Cel
Proszę zastąpić „green grass” przez „lawn grass” we wszystkich poniższych wierszach i przytoczyć je ponownie bez żadnych innych zmian. Zdjęcia należy pominąć w odpowiedzi.

Dostarczone dane

————————

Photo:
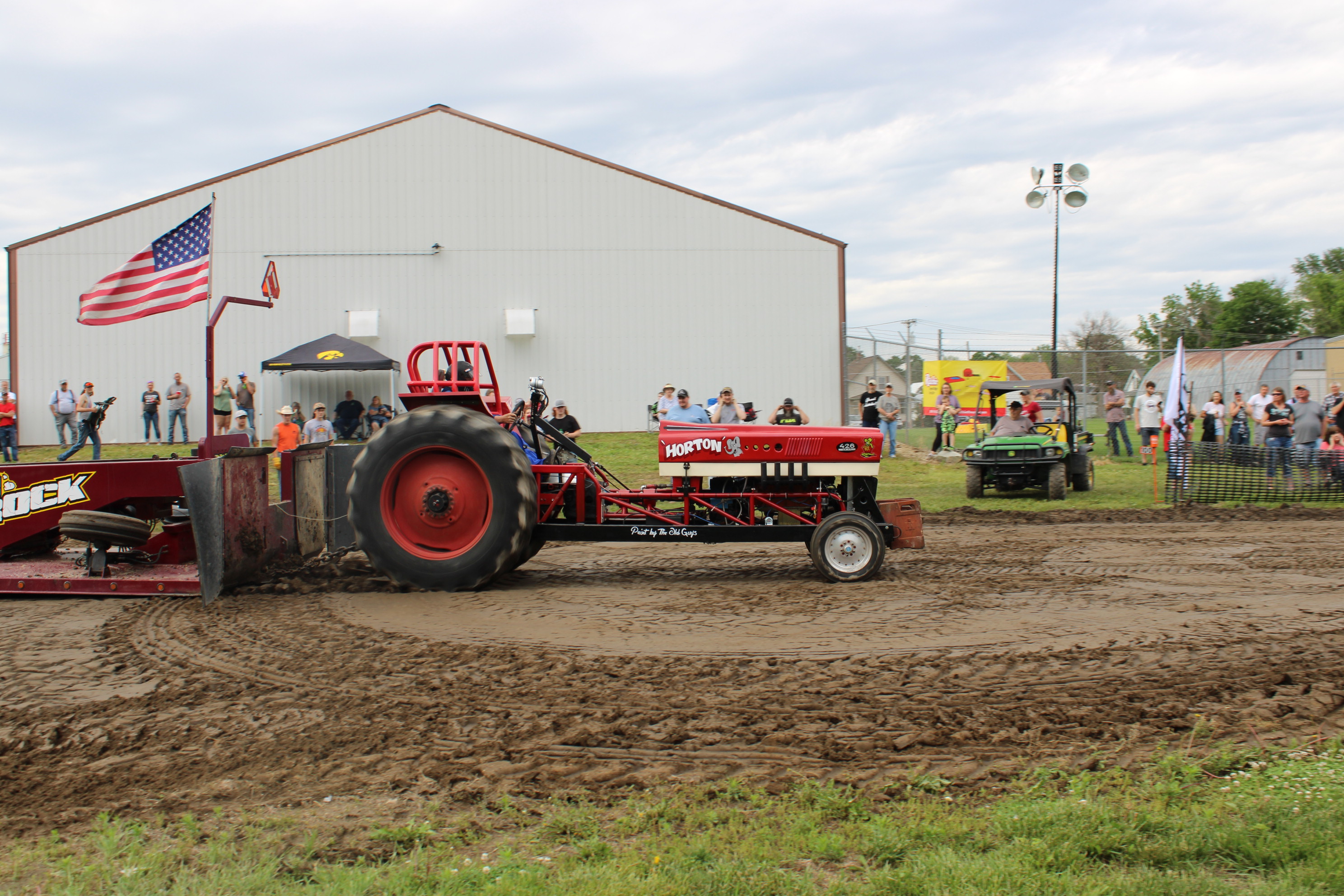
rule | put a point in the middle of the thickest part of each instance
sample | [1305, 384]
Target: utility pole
[874, 354]
[909, 324]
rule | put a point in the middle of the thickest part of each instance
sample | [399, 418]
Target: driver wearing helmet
[1013, 425]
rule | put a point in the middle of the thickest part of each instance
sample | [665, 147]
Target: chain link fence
[1209, 473]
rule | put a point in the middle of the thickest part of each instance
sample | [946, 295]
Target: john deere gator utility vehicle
[1050, 457]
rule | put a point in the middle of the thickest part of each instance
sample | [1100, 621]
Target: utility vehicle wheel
[1058, 483]
[1085, 481]
[443, 499]
[975, 481]
[847, 547]
[112, 528]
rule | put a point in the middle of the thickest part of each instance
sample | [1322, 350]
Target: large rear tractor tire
[443, 499]
[1058, 483]
[1085, 481]
[975, 481]
[113, 530]
[847, 547]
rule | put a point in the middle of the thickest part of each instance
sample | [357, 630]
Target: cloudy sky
[1214, 131]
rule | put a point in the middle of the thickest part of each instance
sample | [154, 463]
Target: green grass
[1264, 825]
[1121, 483]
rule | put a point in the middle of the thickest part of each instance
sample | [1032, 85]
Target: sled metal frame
[640, 508]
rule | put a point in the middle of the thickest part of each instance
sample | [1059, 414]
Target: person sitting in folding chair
[349, 415]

————————

Odpowiedź
Photo:
rule | put a point in the middle of the thickest part of each instance
sample | [1305, 384]
Target: utility pole
[874, 354]
[909, 324]
rule | put a point in the middle of the thickest part of each instance
sample | [399, 418]
Target: driver wearing helmet
[1013, 425]
rule | put a point in the middle of the thickest part of each instance
sample | [665, 147]
Target: chain link fence
[1209, 473]
rule | put a point in the middle of the thickest part of each instance
sample | [946, 295]
Target: john deere gator utility vehicle
[1050, 457]
rule | put a point in the middle of the thickest part of each instance
sample | [1100, 621]
Target: utility vehicle wheel
[1058, 483]
[1085, 481]
[443, 499]
[975, 481]
[847, 547]
[112, 528]
rule | put a point in the middle of the thickest part of each instance
sample | [1322, 350]
Target: large rear tractor tire
[443, 499]
[1058, 483]
[1085, 481]
[975, 481]
[113, 530]
[847, 547]
rule | put a point in the middle of the thickest part of each instance
sample | [357, 630]
Target: cloudy sky
[1214, 131]
rule | put a point in the middle of the thickest part of each instance
sample | [154, 463]
Target: lawn grass
[1264, 825]
[1121, 483]
rule | put a point in the middle of the thickest part of each instance
sample | [1032, 85]
Target: sled metal frame
[640, 508]
rule | put a point in the middle of the thickest part of each instance
sample | [1059, 414]
Target: person sitting in folding chair
[349, 415]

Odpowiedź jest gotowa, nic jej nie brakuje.